• Task instructions: From the data below, keep only the lines that contain the string "suit". Case matters.
------------------------------------------------------------------------
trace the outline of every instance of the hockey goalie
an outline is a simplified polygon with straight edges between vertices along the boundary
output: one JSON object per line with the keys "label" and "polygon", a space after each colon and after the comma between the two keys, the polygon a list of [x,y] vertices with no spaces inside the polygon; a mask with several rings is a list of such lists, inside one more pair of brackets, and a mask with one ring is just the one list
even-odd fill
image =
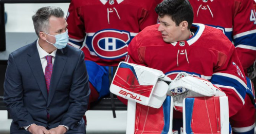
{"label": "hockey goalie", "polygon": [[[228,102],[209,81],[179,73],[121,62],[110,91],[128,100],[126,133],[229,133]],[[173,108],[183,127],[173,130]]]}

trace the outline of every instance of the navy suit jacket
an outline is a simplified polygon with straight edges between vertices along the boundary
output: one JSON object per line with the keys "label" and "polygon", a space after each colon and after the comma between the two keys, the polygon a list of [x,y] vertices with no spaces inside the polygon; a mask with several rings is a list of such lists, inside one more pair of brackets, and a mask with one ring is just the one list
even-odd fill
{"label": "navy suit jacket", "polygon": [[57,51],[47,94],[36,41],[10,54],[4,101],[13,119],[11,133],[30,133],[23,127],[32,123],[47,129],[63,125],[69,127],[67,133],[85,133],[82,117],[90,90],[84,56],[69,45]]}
------------------------------------------------------------------------
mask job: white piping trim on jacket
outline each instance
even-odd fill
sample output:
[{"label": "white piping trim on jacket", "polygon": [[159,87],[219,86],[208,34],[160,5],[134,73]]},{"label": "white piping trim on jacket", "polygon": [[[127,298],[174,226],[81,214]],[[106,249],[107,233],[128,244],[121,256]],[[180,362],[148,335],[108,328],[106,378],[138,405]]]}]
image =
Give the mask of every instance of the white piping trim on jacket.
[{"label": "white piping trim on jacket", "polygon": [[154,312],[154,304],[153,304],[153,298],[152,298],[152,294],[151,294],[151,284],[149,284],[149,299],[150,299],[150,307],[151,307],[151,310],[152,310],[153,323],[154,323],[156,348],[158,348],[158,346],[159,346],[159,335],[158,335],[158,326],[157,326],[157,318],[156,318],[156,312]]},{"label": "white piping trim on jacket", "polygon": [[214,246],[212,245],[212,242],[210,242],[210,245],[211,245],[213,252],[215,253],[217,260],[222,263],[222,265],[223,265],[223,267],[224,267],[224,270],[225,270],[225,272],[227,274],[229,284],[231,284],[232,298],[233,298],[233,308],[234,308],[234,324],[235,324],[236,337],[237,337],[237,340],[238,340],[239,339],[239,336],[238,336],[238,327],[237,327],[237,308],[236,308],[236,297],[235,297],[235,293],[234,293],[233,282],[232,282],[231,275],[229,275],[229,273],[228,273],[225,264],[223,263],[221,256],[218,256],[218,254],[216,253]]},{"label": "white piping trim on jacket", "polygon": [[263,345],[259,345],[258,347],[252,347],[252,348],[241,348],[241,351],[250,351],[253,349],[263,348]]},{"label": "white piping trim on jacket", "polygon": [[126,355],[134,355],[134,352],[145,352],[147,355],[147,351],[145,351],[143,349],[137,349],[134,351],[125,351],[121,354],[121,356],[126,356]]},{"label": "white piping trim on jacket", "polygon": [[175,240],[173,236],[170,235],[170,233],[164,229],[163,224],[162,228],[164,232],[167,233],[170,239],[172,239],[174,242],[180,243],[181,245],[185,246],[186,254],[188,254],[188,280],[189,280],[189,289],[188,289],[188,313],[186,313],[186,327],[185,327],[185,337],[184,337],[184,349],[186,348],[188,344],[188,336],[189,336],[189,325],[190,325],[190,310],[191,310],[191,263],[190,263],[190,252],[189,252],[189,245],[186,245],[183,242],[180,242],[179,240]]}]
------------------------------------------------------------------------
• Written solution:
trace the outline of every instance of the navy suit jacket
{"label": "navy suit jacket", "polygon": [[57,51],[47,94],[36,41],[10,54],[4,101],[13,119],[11,133],[30,133],[23,127],[32,123],[47,129],[63,125],[69,127],[67,133],[85,133],[82,117],[90,90],[84,56],[69,45]]}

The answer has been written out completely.